→ **Exercise goal**
Reproduce only the stretch from the line containing "Task: point to every instance of the flower" through the end of the material, both ends included, with every x and y coordinate in the answers rescaled by a factor of 1.45 and rounded to the nearest whole number, halves rounding up. Keep the request lines and their format samples unchanged.
+++ Working data +++
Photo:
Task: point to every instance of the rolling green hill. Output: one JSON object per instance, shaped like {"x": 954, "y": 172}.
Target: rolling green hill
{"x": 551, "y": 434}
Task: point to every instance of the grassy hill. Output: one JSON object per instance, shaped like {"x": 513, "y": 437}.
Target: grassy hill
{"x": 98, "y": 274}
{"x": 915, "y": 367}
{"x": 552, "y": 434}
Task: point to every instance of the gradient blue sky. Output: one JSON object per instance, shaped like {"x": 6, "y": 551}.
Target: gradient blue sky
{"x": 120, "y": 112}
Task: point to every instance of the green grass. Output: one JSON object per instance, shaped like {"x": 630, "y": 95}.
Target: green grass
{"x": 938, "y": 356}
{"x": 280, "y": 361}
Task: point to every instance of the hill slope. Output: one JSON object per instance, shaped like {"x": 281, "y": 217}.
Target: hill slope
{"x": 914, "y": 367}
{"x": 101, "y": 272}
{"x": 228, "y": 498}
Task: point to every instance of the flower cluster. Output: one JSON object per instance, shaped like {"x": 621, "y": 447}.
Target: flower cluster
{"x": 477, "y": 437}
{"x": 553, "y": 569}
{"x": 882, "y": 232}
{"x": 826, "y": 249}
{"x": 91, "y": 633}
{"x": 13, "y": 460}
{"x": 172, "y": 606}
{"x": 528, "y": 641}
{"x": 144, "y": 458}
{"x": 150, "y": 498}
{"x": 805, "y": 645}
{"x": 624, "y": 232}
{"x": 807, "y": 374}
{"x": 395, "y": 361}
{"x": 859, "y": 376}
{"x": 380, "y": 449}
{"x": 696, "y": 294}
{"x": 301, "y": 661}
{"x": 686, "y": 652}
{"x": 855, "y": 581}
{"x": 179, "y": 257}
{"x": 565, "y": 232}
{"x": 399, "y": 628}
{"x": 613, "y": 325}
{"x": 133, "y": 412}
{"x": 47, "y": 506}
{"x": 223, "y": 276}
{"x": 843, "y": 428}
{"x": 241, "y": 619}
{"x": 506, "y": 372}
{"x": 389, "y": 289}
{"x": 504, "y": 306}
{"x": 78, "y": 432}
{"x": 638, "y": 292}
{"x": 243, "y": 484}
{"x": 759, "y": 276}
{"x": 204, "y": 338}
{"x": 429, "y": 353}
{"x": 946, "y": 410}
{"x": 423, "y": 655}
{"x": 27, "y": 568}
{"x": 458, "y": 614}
+++
→ **Solution**
Task: point to every instance of the flower cluster. Output: one JSON object per instance, shaped like {"x": 621, "y": 447}.
Target: flower cluster
{"x": 692, "y": 634}
{"x": 802, "y": 825}
{"x": 1279, "y": 336}
{"x": 1198, "y": 361}
{"x": 132, "y": 918}
{"x": 19, "y": 667}
{"x": 249, "y": 879}
{"x": 766, "y": 929}
{"x": 209, "y": 664}
{"x": 218, "y": 722}
{"x": 1167, "y": 935}
{"x": 905, "y": 336}
{"x": 1170, "y": 542}
{"x": 573, "y": 523}
{"x": 1246, "y": 545}
{"x": 551, "y": 651}
{"x": 1009, "y": 426}
{"x": 436, "y": 958}
{"x": 995, "y": 945}
{"x": 1240, "y": 842}
{"x": 260, "y": 373}
{"x": 819, "y": 336}
{"x": 579, "y": 911}
{"x": 889, "y": 471}
{"x": 193, "y": 597}
{"x": 68, "y": 734}
{"x": 323, "y": 400}
{"x": 1222, "y": 621}
{"x": 349, "y": 898}
{"x": 734, "y": 539}
{"x": 564, "y": 419}
{"x": 731, "y": 444}
{"x": 113, "y": 626}
{"x": 925, "y": 423}
{"x": 352, "y": 702}
{"x": 1101, "y": 400}
{"x": 296, "y": 490}
{"x": 622, "y": 512}
{"x": 1372, "y": 595}
{"x": 613, "y": 950}
{"x": 39, "y": 824}
{"x": 664, "y": 890}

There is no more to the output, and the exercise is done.